● WRITTEN TASK: Pull out every line of the data that contains the string "target". Case matters.

[Begin]

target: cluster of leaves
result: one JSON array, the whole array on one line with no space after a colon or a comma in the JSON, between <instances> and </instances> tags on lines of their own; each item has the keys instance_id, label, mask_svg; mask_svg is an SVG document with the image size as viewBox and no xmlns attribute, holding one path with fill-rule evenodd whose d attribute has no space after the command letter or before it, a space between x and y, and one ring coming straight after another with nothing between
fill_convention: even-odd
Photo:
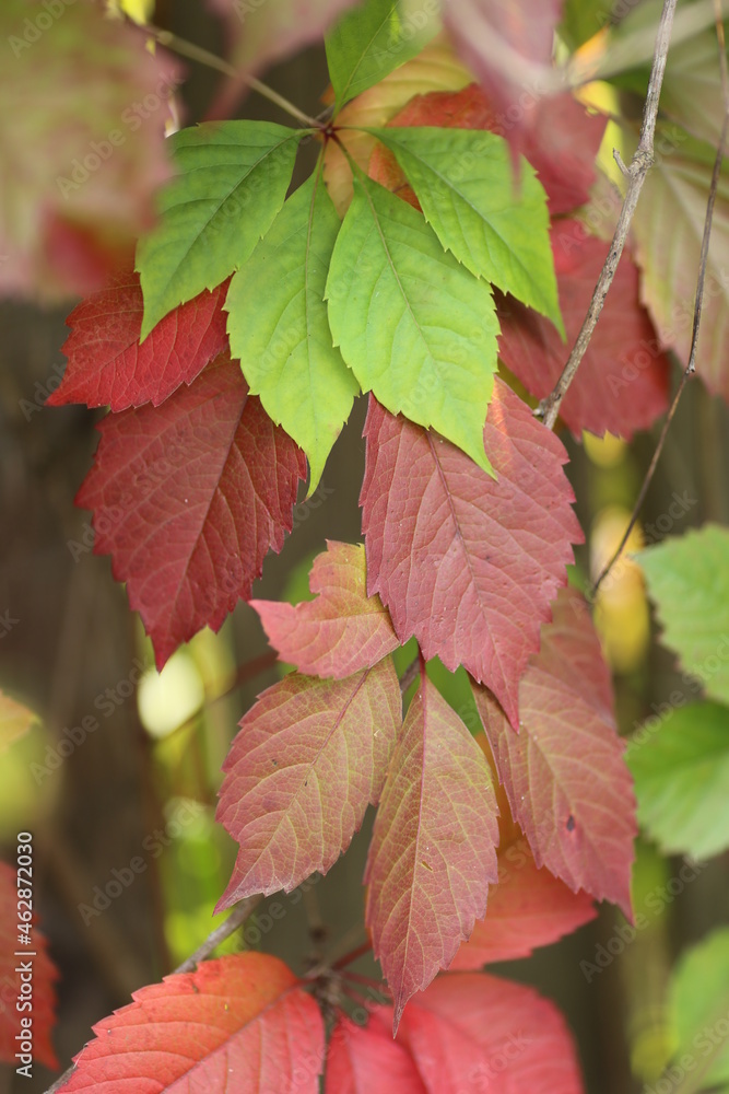
<instances>
[{"instance_id":1,"label":"cluster of leaves","mask_svg":"<svg viewBox=\"0 0 729 1094\"><path fill-rule=\"evenodd\" d=\"M295 7L279 5L282 26ZM349 5L317 7L296 45ZM520 89L489 59L495 28L505 48L548 66L562 5L525 0L504 23L502 7L484 0L477 19L471 4L448 4L462 60L435 38L436 4L424 23L389 0L344 12L326 38L327 117L177 132L174 177L133 268L117 251L129 223L139 234L137 207L113 275L69 317L68 369L49 401L110 408L78 501L93 511L95 550L126 582L157 666L244 600L295 670L245 714L225 761L217 819L239 850L219 908L326 873L377 806L365 920L392 1005L371 1005L364 1028L340 1013L326 1045L318 1001L340 990L336 973L302 981L272 957L222 958L138 992L97 1027L63 1090L102 1075L109 1090L130 1079L216 1090L233 1070L244 1085L316 1091L325 1062L332 1092L374 1081L459 1090L496 1071L504 1089L581 1089L553 1005L478 971L587 922L593 898L630 918L636 833L610 674L587 603L567 585L583 539L567 454L528 401L557 379L608 253L586 229L604 119L561 93L505 123ZM236 48L243 77L254 47L242 38ZM286 196L307 141L320 144L317 165ZM63 217L81 216L74 195ZM51 210L24 241L0 222L0 238L45 261L58 220ZM659 312L650 231L646 219L643 277L626 254L563 404L577 437L630 438L666 408L661 346L683 344L678 328L658 338L640 304L643 294ZM83 225L73 233L75 254ZM682 270L693 269L686 257ZM104 271L109 264L105 254ZM34 278L58 288L56 268L40 277L31 264ZM682 291L678 274L669 280ZM329 543L311 569L313 601L251 600L264 557L292 528L301 481L316 489L361 393L364 546ZM726 536L705 535L720 569ZM695 672L710 639L697 626L689 645L679 618L702 615L691 546L679 587L683 549L657 548L645 568L667 640ZM403 703L392 654L412 638L419 680ZM469 674L484 732L442 697L427 667L436 657ZM718 703L722 678L713 673L707 688ZM666 722L651 752L662 749L662 768L648 749L631 754L640 817L671 850L721 849L702 843L697 779L671 770L686 718L703 728L695 766L715 763L718 703Z\"/></svg>"}]
</instances>

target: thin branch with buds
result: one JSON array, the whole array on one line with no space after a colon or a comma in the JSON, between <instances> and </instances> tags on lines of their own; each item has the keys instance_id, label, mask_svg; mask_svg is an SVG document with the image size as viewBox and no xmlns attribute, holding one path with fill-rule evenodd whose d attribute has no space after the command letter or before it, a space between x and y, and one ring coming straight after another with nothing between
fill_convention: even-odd
<instances>
[{"instance_id":1,"label":"thin branch with buds","mask_svg":"<svg viewBox=\"0 0 729 1094\"><path fill-rule=\"evenodd\" d=\"M631 221L633 220L633 213L635 212L635 207L638 203L638 197L640 196L640 190L643 189L643 183L645 182L645 177L654 162L654 135L656 132L656 118L658 116L658 101L660 98L660 89L663 83L663 72L666 71L666 58L668 57L668 47L671 40L671 27L673 24L675 4L677 0L663 0L663 10L661 12L658 34L656 36L654 63L650 70L650 81L648 83L648 94L646 96L646 105L643 113L640 139L638 141L638 147L635 150L635 154L631 160L630 166L625 167L625 165L623 165L628 183L625 191L625 198L623 200L623 208L620 212L620 218L615 226L615 234L613 235L608 257L605 258L598 283L595 287L592 300L590 302L587 316L585 317L585 322L583 323L583 329L579 331L577 341L575 342L575 347L564 366L562 375L557 380L554 391L548 395L545 399L542 399L534 411L537 416L544 418L544 424L549 429L554 429L562 400L567 394L569 385L575 379L577 369L579 368L580 362L585 357L585 352L587 351L587 347L589 346L592 331L597 326L600 312L602 311L602 305L605 302L605 296L608 295L610 286L615 277L618 264L620 263L621 255L623 254L623 247L625 246L627 232L631 226Z\"/></svg>"},{"instance_id":2,"label":"thin branch with buds","mask_svg":"<svg viewBox=\"0 0 729 1094\"><path fill-rule=\"evenodd\" d=\"M704 282L706 280L706 265L708 260L708 245L712 237L712 223L714 219L714 203L716 201L716 191L719 185L719 175L721 174L721 163L727 152L727 138L729 137L729 73L727 72L727 54L726 45L724 39L724 23L721 13L721 0L714 0L714 5L716 10L716 36L719 46L719 66L721 69L721 93L724 97L724 123L721 126L721 135L719 137L719 146L716 150L716 159L714 161L714 171L712 173L712 185L709 187L708 200L706 202L706 217L704 219L704 236L702 238L702 249L701 257L698 260L698 276L696 278L696 296L694 302L694 323L693 330L691 335L691 352L689 353L689 364L685 368L683 375L681 376L681 382L677 388L675 395L671 401L671 406L666 416L666 421L663 422L663 428L661 429L660 437L658 438L658 444L656 445L656 451L652 454L652 459L648 465L648 470L646 472L645 478L643 480L643 486L638 497L636 498L635 505L633 507L633 513L631 514L631 520L628 521L623 538L618 545L618 549L608 562L608 565L602 569L597 581L595 582L590 596L595 598L598 589L605 580L613 566L623 554L625 549L625 544L627 543L631 532L635 527L635 523L638 519L638 513L643 507L646 494L648 492L648 487L652 480L656 467L658 466L658 461L660 458L661 452L663 451L663 445L666 443L666 437L668 435L669 428L673 418L675 416L677 408L681 396L683 395L683 389L686 386L686 382L696 371L696 347L698 346L698 328L702 318L702 307L704 303Z\"/></svg>"}]
</instances>

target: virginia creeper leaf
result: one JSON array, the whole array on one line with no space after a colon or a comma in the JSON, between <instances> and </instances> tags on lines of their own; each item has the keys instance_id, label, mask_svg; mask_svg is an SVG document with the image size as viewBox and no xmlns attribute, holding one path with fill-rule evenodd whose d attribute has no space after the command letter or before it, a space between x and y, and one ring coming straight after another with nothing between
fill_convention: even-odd
<instances>
[{"instance_id":1,"label":"virginia creeper leaf","mask_svg":"<svg viewBox=\"0 0 729 1094\"><path fill-rule=\"evenodd\" d=\"M588 114L565 92L540 98L533 107L534 127L524 135L524 154L536 170L548 197L551 216L572 212L590 196L595 158L602 140L605 119ZM389 126L439 126L447 129L490 129L504 137L508 121L486 98L483 89L471 83L459 91L428 91L415 95L389 121ZM398 188L404 179L392 153L378 144L369 161L369 176ZM388 182L388 177L392 182ZM400 197L404 194L398 189ZM513 200L513 198L512 198Z\"/></svg>"},{"instance_id":2,"label":"virginia creeper leaf","mask_svg":"<svg viewBox=\"0 0 729 1094\"><path fill-rule=\"evenodd\" d=\"M465 942L450 968L474 969L491 962L529 957L595 919L585 893L572 893L544 866L537 868L527 840L498 850L498 884L489 893L489 910Z\"/></svg>"},{"instance_id":3,"label":"virginia creeper leaf","mask_svg":"<svg viewBox=\"0 0 729 1094\"><path fill-rule=\"evenodd\" d=\"M51 33L0 5L0 295L59 300L101 289L151 226L181 69L96 4L37 14Z\"/></svg>"},{"instance_id":4,"label":"virginia creeper leaf","mask_svg":"<svg viewBox=\"0 0 729 1094\"><path fill-rule=\"evenodd\" d=\"M71 327L63 345L69 363L47 405L85 403L126 410L164 403L227 349L222 310L226 289L227 281L175 309L140 346L144 305L139 275L115 275L66 321Z\"/></svg>"},{"instance_id":5,"label":"virginia creeper leaf","mask_svg":"<svg viewBox=\"0 0 729 1094\"><path fill-rule=\"evenodd\" d=\"M329 540L309 574L314 601L250 601L282 661L309 676L341 679L400 644L379 596L367 596L364 547Z\"/></svg>"},{"instance_id":6,"label":"virginia creeper leaf","mask_svg":"<svg viewBox=\"0 0 729 1094\"><path fill-rule=\"evenodd\" d=\"M94 1026L60 1090L317 1094L324 1023L297 985L277 957L249 951L140 988Z\"/></svg>"},{"instance_id":7,"label":"virginia creeper leaf","mask_svg":"<svg viewBox=\"0 0 729 1094\"><path fill-rule=\"evenodd\" d=\"M640 551L637 562L662 643L709 698L729 702L729 531L705 524Z\"/></svg>"},{"instance_id":8,"label":"virginia creeper leaf","mask_svg":"<svg viewBox=\"0 0 729 1094\"><path fill-rule=\"evenodd\" d=\"M490 470L491 289L442 251L419 213L364 176L334 245L327 299L334 341L363 391Z\"/></svg>"},{"instance_id":9,"label":"virginia creeper leaf","mask_svg":"<svg viewBox=\"0 0 729 1094\"><path fill-rule=\"evenodd\" d=\"M459 0L444 7L456 48L499 112L515 152L537 124L563 0Z\"/></svg>"},{"instance_id":10,"label":"virginia creeper leaf","mask_svg":"<svg viewBox=\"0 0 729 1094\"><path fill-rule=\"evenodd\" d=\"M572 348L577 340L609 244L585 234L577 221L552 228L560 303ZM497 300L499 357L536 398L554 387L565 346L551 324L512 298ZM621 258L587 352L560 408L575 437L584 429L631 439L647 429L668 405L668 360L640 303L638 271Z\"/></svg>"},{"instance_id":11,"label":"virginia creeper leaf","mask_svg":"<svg viewBox=\"0 0 729 1094\"><path fill-rule=\"evenodd\" d=\"M515 819L538 866L631 917L636 835L632 780L611 707L610 674L581 595L564 589L519 686L519 733L483 687L479 713Z\"/></svg>"},{"instance_id":12,"label":"virginia creeper leaf","mask_svg":"<svg viewBox=\"0 0 729 1094\"><path fill-rule=\"evenodd\" d=\"M528 957L538 946L556 942L596 915L586 893L573 893L549 870L537 868L529 841L512 816L506 791L497 783L487 738L479 732L474 740L496 780L498 882L489 892L485 919L475 923L470 939L461 945L450 964L451 971Z\"/></svg>"},{"instance_id":13,"label":"virginia creeper leaf","mask_svg":"<svg viewBox=\"0 0 729 1094\"><path fill-rule=\"evenodd\" d=\"M537 309L564 334L544 189L521 165L518 191L501 137L471 129L377 129L442 245L471 274Z\"/></svg>"},{"instance_id":14,"label":"virginia creeper leaf","mask_svg":"<svg viewBox=\"0 0 729 1094\"><path fill-rule=\"evenodd\" d=\"M339 229L317 173L234 276L225 305L231 349L251 394L308 456L309 493L360 391L332 346L324 302Z\"/></svg>"},{"instance_id":15,"label":"virginia creeper leaf","mask_svg":"<svg viewBox=\"0 0 729 1094\"><path fill-rule=\"evenodd\" d=\"M463 665L517 725L519 679L581 539L562 443L498 380L483 431L497 480L374 399L365 437L367 591L401 642Z\"/></svg>"},{"instance_id":16,"label":"virginia creeper leaf","mask_svg":"<svg viewBox=\"0 0 729 1094\"><path fill-rule=\"evenodd\" d=\"M329 1041L325 1094L427 1094L412 1056L377 1008L366 1026L342 1016Z\"/></svg>"},{"instance_id":17,"label":"virginia creeper leaf","mask_svg":"<svg viewBox=\"0 0 729 1094\"><path fill-rule=\"evenodd\" d=\"M217 907L326 873L376 804L402 721L388 657L343 680L292 673L240 722L217 819L240 845Z\"/></svg>"},{"instance_id":18,"label":"virginia creeper leaf","mask_svg":"<svg viewBox=\"0 0 729 1094\"><path fill-rule=\"evenodd\" d=\"M447 968L486 910L498 840L491 771L458 714L423 673L375 819L365 921L395 1001Z\"/></svg>"},{"instance_id":19,"label":"virginia creeper leaf","mask_svg":"<svg viewBox=\"0 0 729 1094\"><path fill-rule=\"evenodd\" d=\"M272 121L222 121L169 138L178 175L161 194L160 225L137 248L142 339L248 258L283 205L305 135Z\"/></svg>"},{"instance_id":20,"label":"virginia creeper leaf","mask_svg":"<svg viewBox=\"0 0 729 1094\"><path fill-rule=\"evenodd\" d=\"M729 847L729 709L670 710L628 746L638 821L667 854L708 859Z\"/></svg>"},{"instance_id":21,"label":"virginia creeper leaf","mask_svg":"<svg viewBox=\"0 0 729 1094\"><path fill-rule=\"evenodd\" d=\"M364 0L346 12L325 39L337 106L379 83L439 30L436 2Z\"/></svg>"},{"instance_id":22,"label":"virginia creeper leaf","mask_svg":"<svg viewBox=\"0 0 729 1094\"><path fill-rule=\"evenodd\" d=\"M668 999L675 1060L680 1061L685 1052L695 1060L699 1049L699 1059L708 1061L701 1073L701 1090L718 1094L725 1094L729 1086L729 1045L725 1032L728 982L729 930L719 927L681 955L671 975Z\"/></svg>"},{"instance_id":23,"label":"virginia creeper leaf","mask_svg":"<svg viewBox=\"0 0 729 1094\"><path fill-rule=\"evenodd\" d=\"M412 60L395 69L374 88L357 95L337 116L341 126L339 141L330 140L324 151L324 176L327 189L340 217L352 200L352 168L346 150L361 171L367 171L369 156L377 146L368 128L384 126L413 95L431 89L455 91L465 88L473 77L456 57L452 46L437 38ZM364 128L360 128L364 127Z\"/></svg>"},{"instance_id":24,"label":"virginia creeper leaf","mask_svg":"<svg viewBox=\"0 0 729 1094\"><path fill-rule=\"evenodd\" d=\"M27 1011L16 1010L19 1000L33 1003L33 1058L47 1068L58 1068L58 1060L50 1043L50 1033L56 1023L56 992L54 984L58 980L58 969L48 956L48 942L38 929L37 918L21 920L30 928L28 932L19 931L19 911L30 910L31 901L25 899L26 886L32 888L31 881L25 875L17 875L16 870L0 862L0 1061L20 1067L15 1054L21 1051L20 1038L24 1031L21 1017L28 1016ZM20 881L19 881L20 877ZM31 874L32 877L32 874ZM24 901L23 904L19 901ZM30 939L32 944L25 945L22 940ZM17 951L27 952L25 958L15 957ZM34 956L31 956L34 954ZM30 962L33 973L33 994L28 997L27 977L21 981L19 962Z\"/></svg>"},{"instance_id":25,"label":"virginia creeper leaf","mask_svg":"<svg viewBox=\"0 0 729 1094\"><path fill-rule=\"evenodd\" d=\"M32 710L0 691L0 753L24 736L35 720Z\"/></svg>"},{"instance_id":26,"label":"virginia creeper leaf","mask_svg":"<svg viewBox=\"0 0 729 1094\"><path fill-rule=\"evenodd\" d=\"M716 150L691 140L675 126L658 129L663 154L646 176L633 218L635 258L643 269L640 291L665 346L689 363L696 270ZM671 231L663 231L670 224ZM719 176L706 281L696 372L714 395L729 401L729 171Z\"/></svg>"},{"instance_id":27,"label":"virginia creeper leaf","mask_svg":"<svg viewBox=\"0 0 729 1094\"><path fill-rule=\"evenodd\" d=\"M225 357L161 407L122 410L98 430L77 503L94 511L94 550L113 556L162 668L250 596L291 531L306 462Z\"/></svg>"},{"instance_id":28,"label":"virginia creeper leaf","mask_svg":"<svg viewBox=\"0 0 729 1094\"><path fill-rule=\"evenodd\" d=\"M569 1032L533 988L484 973L439 976L402 1017L427 1094L581 1094Z\"/></svg>"}]
</instances>

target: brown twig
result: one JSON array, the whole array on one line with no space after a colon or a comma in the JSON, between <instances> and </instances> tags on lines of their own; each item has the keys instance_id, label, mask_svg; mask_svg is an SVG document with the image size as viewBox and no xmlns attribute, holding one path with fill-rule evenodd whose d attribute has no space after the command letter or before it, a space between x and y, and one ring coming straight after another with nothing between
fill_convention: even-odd
<instances>
[{"instance_id":1,"label":"brown twig","mask_svg":"<svg viewBox=\"0 0 729 1094\"><path fill-rule=\"evenodd\" d=\"M585 357L587 347L589 346L592 331L597 326L600 312L602 311L602 305L604 304L605 296L608 295L608 291L618 269L618 264L620 263L621 255L623 254L623 247L625 246L625 240L627 238L627 232L631 226L633 213L635 212L635 207L638 203L638 197L640 196L643 183L654 162L654 133L656 131L658 101L660 98L660 89L663 82L663 72L666 71L666 58L668 56L668 47L671 40L671 26L673 24L675 3L677 0L663 0L663 10L661 12L660 23L658 24L658 34L656 35L656 49L654 53L652 68L650 70L648 94L646 96L646 105L643 112L640 139L638 141L638 147L635 150L635 154L631 160L630 166L625 168L628 183L625 190L625 198L623 199L623 208L621 209L620 217L618 219L615 233L610 245L608 257L605 258L598 283L595 287L592 300L587 311L585 322L583 323L583 328L579 331L577 341L575 342L574 349L569 354L567 363L562 371L562 375L557 380L552 393L548 395L545 399L542 399L534 410L534 415L543 417L544 424L549 429L554 429L554 423L557 420L562 400L567 394L567 389L575 379L577 369L579 368L579 364Z\"/></svg>"},{"instance_id":2,"label":"brown twig","mask_svg":"<svg viewBox=\"0 0 729 1094\"><path fill-rule=\"evenodd\" d=\"M216 950L221 942L225 942L230 939L232 934L235 934L240 924L248 919L254 908L261 903L262 896L249 896L247 900L242 900L237 907L233 909L231 915L227 917L224 923L216 927L214 931L211 931L202 945L198 946L193 954L178 965L175 973L190 973L196 965L199 965L201 961L205 961L210 957L213 950Z\"/></svg>"},{"instance_id":3,"label":"brown twig","mask_svg":"<svg viewBox=\"0 0 729 1094\"><path fill-rule=\"evenodd\" d=\"M151 23L145 24L144 31L156 38L161 46L165 46L167 49L174 50L176 54L179 54L180 57L188 57L192 61L198 61L199 65L205 65L208 68L214 69L216 72L222 72L223 75L247 83L251 91L257 91L259 95L268 98L270 103L275 103L277 106L280 106L281 109L289 114L292 118L296 118L296 120L301 121L303 126L307 127L307 129L319 128L319 123L316 118L313 118L303 110L299 110L297 106L290 103L287 98L280 95L278 91L273 90L273 88L269 88L268 84L261 83L261 81L257 80L255 75L247 75L239 72L238 69L228 65L228 62L223 60L222 57L217 57L216 54L211 54L209 49L203 49L201 46L197 46L193 42L187 42L186 38L178 38L176 34L172 33L172 31L164 31L161 26L153 26Z\"/></svg>"},{"instance_id":4,"label":"brown twig","mask_svg":"<svg viewBox=\"0 0 729 1094\"><path fill-rule=\"evenodd\" d=\"M689 353L689 364L686 365L684 373L681 376L681 382L677 388L675 395L673 396L671 406L666 416L666 421L663 422L663 428L660 431L660 437L658 438L658 444L656 445L656 451L654 452L650 464L648 465L648 470L646 472L646 476L643 480L643 486L640 487L640 491L638 493L638 497L636 498L635 505L633 507L631 520L628 521L627 527L625 528L623 538L621 539L616 551L614 552L608 565L603 567L597 581L592 585L592 590L590 593L592 600L595 598L598 589L605 580L605 578L612 570L613 566L622 555L623 550L625 549L625 544L627 543L631 532L635 526L635 522L638 519L638 513L640 512L640 508L643 505L643 502L645 501L646 493L648 492L648 487L650 486L654 474L656 472L656 467L658 466L658 461L660 458L661 452L663 451L666 437L668 434L670 424L673 421L673 417L675 415L679 400L683 395L683 389L686 386L689 377L692 376L696 371L696 347L698 346L698 327L701 324L702 307L704 303L704 282L706 280L708 245L709 245L709 240L712 237L714 205L716 201L716 191L719 185L719 175L721 174L721 162L724 160L724 156L726 155L726 150L727 150L727 137L729 136L729 74L727 73L727 55L724 40L724 24L721 22L721 0L714 0L714 3L716 10L716 35L719 46L719 66L721 70L721 91L724 96L724 123L721 126L721 135L719 137L719 146L716 150L716 159L714 161L714 171L712 173L712 185L709 186L708 200L706 202L706 217L704 219L704 235L702 238L701 257L698 260L698 276L696 278L694 323L691 334L691 351Z\"/></svg>"}]
</instances>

[End]

● TASK ANSWER:
target: cluster of leaves
target: thin branch with buds
target: virginia creeper leaf
target: brown twig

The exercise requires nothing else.